Did you think that when Jonas Salk discovered the polio vaccine in 1955, he worried about all the people he was putting out of work? The people who made, sold and repaired iron lungs. The doctors and nurses and attendants for the ill. The morticians. All those children will still die, eventually, but not for decades, and even an undertaker has a family to feed today. Did Salk ever think about that?
No, I’m guessing Dr. Salk did not worry a single second about the effect his vaccine would have on unemployment, if only because he wasn’t a sociopath.
But a writer with the truly adorable name of Chunka Mui, writing in Forbes did catalog all the people — hard-working Americans, as any elected official would call them — who will lose their jobs when another technological advance, self-driving cars, comes to market:
The fact is that a driverless car would slash hundreds of billions of dollars of annual revenue, or even trillions, from all sorts of entities: car makers, parts suppliers, car dealers, auto insurers, auto financiers, body shops, emergency rooms, health insurers, medical practices, personal-injury lawyers, government taxing authorities, road-construction companies, parking-lot operators, oil companies, owners of urban real estate, and on and on and on… Emergency rooms would lose millions of patients a year, and hospitals would have hundreds of thousands fewer people who needed to stay overnight. Health insurers would have to give up revenue as car-related injuries plummeted.Personal-injury lawyers would see car-related cases all but disappear.

DATASET CONTENT ->
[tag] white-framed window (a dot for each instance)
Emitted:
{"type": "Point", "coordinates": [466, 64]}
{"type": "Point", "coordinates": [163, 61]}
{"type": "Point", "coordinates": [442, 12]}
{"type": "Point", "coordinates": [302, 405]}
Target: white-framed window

EXERCISE TASKS ->
- a) In the passage on self-driving cars, which publication did Chunka Mui write for?
- b) According to the passage on self-driving cars, why would health insurers lose revenue once driverless cars arrive? Answer in one to three sentences.
- c) Retype the part of the passage on self-driving cars starting with "No, I’m guessing" and going on through "wasn’t a sociopath.".

RESULTS OF THE TASKS ->
- a) Forbes.

- b) Health insurers would have to give up revenue because car-related injuries would plummet.

- c)
No, I’m guessing Dr. Salk did not worry a single second about the effect his vaccine would have on unemployment, if only because he wasn’t a sociopath.